# Exercise inputs
============

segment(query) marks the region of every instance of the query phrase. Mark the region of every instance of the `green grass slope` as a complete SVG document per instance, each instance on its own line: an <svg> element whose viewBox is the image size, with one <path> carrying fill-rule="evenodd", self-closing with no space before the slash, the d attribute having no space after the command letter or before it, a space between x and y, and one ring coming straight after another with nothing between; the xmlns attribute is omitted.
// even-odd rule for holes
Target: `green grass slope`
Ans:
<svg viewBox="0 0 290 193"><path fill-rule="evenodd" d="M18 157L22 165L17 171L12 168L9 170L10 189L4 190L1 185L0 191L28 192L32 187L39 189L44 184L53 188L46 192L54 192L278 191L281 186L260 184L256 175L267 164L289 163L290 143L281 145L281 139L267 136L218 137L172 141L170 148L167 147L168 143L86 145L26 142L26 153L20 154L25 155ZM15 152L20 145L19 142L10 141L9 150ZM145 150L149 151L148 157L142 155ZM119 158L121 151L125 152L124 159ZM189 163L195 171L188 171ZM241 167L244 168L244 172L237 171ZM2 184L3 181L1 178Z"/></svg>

============

# What is expected
Rewrite the records above, changing every "green grass slope" to "grassy hillside" and leaving everything else as it is.

# Complete answer
segment(query) marks the region of every instance of the query phrase. Mark the region of every instance of the `grassy hillside` as a complete SVG document per instance, each instance on its own line: an <svg> element whose viewBox is the image size, with one <path> carrying fill-rule="evenodd", self-closing with no space before the slash, the d attribute having no space after the command letter or before it, a space between x and y, and one ring coming straight after another with nothing between; the xmlns attribute is omitted.
// even-odd rule for holes
Target: `grassy hillside`
Ans:
<svg viewBox="0 0 290 193"><path fill-rule="evenodd" d="M18 157L22 165L17 171L12 168L9 170L10 189L4 190L1 185L0 191L28 192L32 187L39 189L44 184L53 188L46 192L54 192L278 191L281 186L260 184L256 175L267 164L289 163L290 143L281 145L281 139L267 136L218 137L172 141L170 148L167 147L168 143L86 145L26 142L26 153L20 154L25 155ZM15 152L20 145L19 142L10 141L9 150ZM145 150L149 151L148 157L142 155ZM119 158L121 151L125 152L124 159ZM189 163L195 171L188 171ZM241 167L244 168L244 172L237 171ZM2 184L3 181L1 178Z"/></svg>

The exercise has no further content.